WHAT YOU SHOULD DO: Exactly as written, restate the material below from its first line through the line containing "Target: boulder in river", and stop there.

GIVEN RECORDS:
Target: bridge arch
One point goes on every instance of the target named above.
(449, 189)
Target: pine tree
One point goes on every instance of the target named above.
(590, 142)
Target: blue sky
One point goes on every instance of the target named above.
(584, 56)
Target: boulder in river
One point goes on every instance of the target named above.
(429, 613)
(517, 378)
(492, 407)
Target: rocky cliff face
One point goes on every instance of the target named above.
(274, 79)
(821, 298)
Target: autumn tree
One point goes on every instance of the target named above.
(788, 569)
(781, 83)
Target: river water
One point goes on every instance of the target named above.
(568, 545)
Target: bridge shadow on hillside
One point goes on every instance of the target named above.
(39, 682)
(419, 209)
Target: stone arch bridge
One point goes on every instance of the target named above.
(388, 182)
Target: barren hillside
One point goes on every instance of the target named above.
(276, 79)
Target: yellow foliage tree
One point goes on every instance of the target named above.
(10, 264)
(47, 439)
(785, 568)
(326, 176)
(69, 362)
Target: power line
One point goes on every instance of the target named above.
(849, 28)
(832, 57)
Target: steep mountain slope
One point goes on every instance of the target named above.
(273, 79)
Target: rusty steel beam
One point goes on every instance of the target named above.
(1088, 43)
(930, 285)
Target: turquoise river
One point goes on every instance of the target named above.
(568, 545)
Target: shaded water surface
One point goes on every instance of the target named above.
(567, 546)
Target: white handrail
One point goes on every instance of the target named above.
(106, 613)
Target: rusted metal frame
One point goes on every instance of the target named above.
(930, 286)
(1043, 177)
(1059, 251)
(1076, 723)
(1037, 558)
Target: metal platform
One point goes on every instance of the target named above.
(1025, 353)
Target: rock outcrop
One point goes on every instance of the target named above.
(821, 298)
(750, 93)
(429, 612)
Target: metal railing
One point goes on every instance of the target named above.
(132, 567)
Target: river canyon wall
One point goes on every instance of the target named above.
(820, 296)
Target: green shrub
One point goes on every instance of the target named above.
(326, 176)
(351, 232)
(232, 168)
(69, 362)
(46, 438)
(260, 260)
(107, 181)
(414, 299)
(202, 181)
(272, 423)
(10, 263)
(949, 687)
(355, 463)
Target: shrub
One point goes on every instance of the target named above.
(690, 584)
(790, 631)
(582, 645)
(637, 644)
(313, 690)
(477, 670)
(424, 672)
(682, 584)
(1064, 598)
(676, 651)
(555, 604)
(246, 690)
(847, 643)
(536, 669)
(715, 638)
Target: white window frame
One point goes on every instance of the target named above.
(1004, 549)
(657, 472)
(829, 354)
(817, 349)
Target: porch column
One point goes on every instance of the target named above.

OUTPUT BELOW:
Target: bridge arch
One point goes on every instance of the target named above.
(449, 189)
Target: pine tree
One point goes on every instance of the target named above.
(590, 142)
Target: blue sky
One point goes on every instance of the target named above.
(584, 56)
Target: boulder in river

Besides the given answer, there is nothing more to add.